*Problem requirements*:
Can you recast the lines of the material below as a numbered list, starting with the line that contains "front door shown in this photograph." and going on through the end of the material, leaving out any blank lines?

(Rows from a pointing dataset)
------

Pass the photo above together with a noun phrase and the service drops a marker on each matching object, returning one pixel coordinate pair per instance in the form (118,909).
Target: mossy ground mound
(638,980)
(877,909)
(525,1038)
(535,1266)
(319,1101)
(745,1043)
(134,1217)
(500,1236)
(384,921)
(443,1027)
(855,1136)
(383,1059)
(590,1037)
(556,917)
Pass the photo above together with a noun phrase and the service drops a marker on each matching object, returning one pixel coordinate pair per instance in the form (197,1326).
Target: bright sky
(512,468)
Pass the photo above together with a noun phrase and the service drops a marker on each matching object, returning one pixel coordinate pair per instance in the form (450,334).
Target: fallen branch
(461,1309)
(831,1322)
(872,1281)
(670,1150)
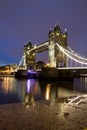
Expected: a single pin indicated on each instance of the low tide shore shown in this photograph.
(43, 115)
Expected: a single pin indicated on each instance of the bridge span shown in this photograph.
(60, 56)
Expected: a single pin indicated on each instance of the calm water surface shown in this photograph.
(13, 90)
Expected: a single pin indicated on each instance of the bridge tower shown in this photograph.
(29, 57)
(56, 57)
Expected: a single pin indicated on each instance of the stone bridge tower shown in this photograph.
(56, 57)
(29, 61)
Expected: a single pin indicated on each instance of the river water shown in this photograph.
(15, 91)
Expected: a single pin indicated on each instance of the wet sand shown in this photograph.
(45, 116)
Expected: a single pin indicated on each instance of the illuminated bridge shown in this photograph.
(60, 55)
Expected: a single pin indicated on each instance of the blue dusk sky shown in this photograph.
(30, 20)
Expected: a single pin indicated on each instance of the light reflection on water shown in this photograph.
(12, 90)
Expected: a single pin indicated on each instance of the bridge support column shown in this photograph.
(52, 58)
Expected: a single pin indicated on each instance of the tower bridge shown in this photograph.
(59, 53)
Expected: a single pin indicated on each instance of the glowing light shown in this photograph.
(48, 92)
(66, 53)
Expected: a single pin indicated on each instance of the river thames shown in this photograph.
(19, 91)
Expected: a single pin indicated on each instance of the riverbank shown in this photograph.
(45, 116)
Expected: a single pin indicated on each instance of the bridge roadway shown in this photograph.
(75, 71)
(39, 48)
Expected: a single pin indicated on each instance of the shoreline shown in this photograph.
(43, 115)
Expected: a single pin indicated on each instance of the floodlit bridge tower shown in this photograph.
(29, 56)
(56, 57)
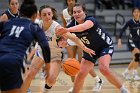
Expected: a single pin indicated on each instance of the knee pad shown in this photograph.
(137, 57)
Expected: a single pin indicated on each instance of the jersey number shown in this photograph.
(85, 40)
(16, 30)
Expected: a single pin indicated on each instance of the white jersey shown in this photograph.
(51, 36)
(67, 18)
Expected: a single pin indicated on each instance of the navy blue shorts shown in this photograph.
(10, 72)
(103, 52)
(133, 44)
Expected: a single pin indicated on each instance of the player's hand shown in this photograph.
(62, 43)
(60, 31)
(89, 51)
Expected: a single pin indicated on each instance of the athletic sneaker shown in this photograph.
(70, 90)
(127, 76)
(28, 91)
(98, 85)
(125, 91)
(47, 87)
(136, 77)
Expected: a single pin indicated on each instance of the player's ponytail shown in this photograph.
(28, 8)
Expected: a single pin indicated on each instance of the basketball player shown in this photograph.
(12, 12)
(133, 44)
(72, 48)
(96, 38)
(50, 26)
(16, 37)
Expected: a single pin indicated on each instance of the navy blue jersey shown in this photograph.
(10, 15)
(134, 28)
(95, 37)
(17, 35)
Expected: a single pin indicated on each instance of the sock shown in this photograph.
(97, 78)
(123, 89)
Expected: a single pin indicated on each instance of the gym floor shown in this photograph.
(64, 83)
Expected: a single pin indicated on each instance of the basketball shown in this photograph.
(71, 66)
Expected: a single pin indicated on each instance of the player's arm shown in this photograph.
(78, 28)
(43, 42)
(120, 35)
(63, 20)
(79, 43)
(3, 17)
(81, 27)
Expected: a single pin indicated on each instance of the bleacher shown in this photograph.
(105, 17)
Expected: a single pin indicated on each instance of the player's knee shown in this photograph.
(137, 57)
(32, 73)
(104, 69)
(51, 79)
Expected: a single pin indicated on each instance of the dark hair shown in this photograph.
(67, 2)
(52, 9)
(135, 8)
(28, 8)
(82, 5)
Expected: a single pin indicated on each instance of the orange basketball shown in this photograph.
(71, 66)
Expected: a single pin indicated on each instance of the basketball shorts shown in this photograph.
(10, 72)
(103, 52)
(56, 54)
(133, 44)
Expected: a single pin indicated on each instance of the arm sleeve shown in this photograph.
(43, 42)
(123, 30)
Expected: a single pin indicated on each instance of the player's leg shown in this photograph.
(35, 66)
(55, 67)
(136, 58)
(104, 62)
(132, 67)
(98, 80)
(71, 53)
(85, 67)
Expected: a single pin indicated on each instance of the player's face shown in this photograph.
(136, 14)
(70, 2)
(46, 14)
(78, 14)
(14, 5)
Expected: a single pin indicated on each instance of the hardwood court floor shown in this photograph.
(64, 83)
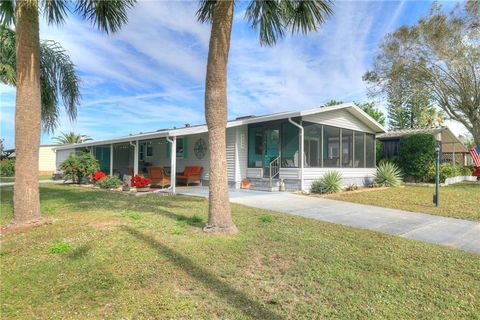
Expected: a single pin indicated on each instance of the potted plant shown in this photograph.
(141, 183)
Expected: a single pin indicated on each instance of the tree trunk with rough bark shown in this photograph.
(219, 215)
(27, 113)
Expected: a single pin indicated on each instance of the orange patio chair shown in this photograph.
(158, 176)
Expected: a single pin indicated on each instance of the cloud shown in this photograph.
(151, 74)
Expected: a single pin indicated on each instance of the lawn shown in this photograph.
(457, 201)
(114, 256)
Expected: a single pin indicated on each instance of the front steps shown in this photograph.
(263, 184)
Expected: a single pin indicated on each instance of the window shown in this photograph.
(331, 147)
(313, 136)
(255, 147)
(180, 148)
(149, 149)
(141, 152)
(359, 150)
(289, 145)
(347, 148)
(370, 150)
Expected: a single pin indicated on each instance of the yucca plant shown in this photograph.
(388, 175)
(331, 182)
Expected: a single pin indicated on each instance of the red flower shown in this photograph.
(98, 175)
(140, 182)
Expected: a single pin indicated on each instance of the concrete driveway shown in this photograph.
(456, 233)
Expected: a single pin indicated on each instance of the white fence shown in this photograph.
(458, 179)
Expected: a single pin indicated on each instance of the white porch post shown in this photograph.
(454, 159)
(135, 159)
(302, 155)
(173, 162)
(111, 159)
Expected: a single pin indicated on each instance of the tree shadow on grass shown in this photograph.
(236, 298)
(98, 200)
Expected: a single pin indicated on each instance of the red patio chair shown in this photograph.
(190, 175)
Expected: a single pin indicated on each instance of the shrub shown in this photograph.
(331, 182)
(109, 182)
(447, 170)
(78, 166)
(388, 175)
(417, 153)
(7, 167)
(98, 175)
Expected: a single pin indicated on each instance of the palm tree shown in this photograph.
(71, 137)
(57, 75)
(108, 16)
(273, 18)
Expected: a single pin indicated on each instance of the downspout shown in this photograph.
(135, 157)
(173, 163)
(301, 157)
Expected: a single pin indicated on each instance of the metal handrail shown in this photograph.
(275, 166)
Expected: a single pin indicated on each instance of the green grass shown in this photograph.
(163, 266)
(457, 201)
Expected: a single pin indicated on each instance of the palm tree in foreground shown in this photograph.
(108, 16)
(273, 19)
(71, 137)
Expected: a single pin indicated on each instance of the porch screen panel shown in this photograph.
(255, 147)
(331, 147)
(347, 148)
(370, 150)
(359, 161)
(290, 145)
(313, 138)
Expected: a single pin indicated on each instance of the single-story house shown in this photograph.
(452, 147)
(296, 146)
(46, 160)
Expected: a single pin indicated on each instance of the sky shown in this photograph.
(151, 74)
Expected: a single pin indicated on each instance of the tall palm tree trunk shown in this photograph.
(27, 113)
(219, 216)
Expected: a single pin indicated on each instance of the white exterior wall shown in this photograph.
(46, 159)
(61, 155)
(339, 118)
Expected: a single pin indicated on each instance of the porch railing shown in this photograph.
(274, 167)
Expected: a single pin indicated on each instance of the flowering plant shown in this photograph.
(140, 182)
(98, 175)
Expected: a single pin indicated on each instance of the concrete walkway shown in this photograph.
(456, 233)
(9, 184)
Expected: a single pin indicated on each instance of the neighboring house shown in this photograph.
(46, 160)
(261, 148)
(452, 146)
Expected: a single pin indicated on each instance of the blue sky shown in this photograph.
(150, 75)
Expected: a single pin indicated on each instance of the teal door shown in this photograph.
(272, 148)
(102, 154)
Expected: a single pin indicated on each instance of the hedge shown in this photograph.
(416, 155)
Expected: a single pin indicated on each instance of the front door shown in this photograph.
(272, 148)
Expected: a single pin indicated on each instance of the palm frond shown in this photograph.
(71, 137)
(275, 17)
(108, 16)
(54, 11)
(269, 17)
(7, 56)
(205, 10)
(58, 80)
(7, 12)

------

*Final result*:
1. Expected: a single pin indicated on each instance of the front door shown in this photograph.
2. (272, 148)
3. Expected: a single pin indicated on each instance of the palm frond shown in this photograph.
4. (71, 137)
5. (275, 17)
6. (108, 16)
7. (54, 11)
8. (269, 17)
9. (7, 56)
10. (205, 10)
11. (58, 80)
12. (7, 12)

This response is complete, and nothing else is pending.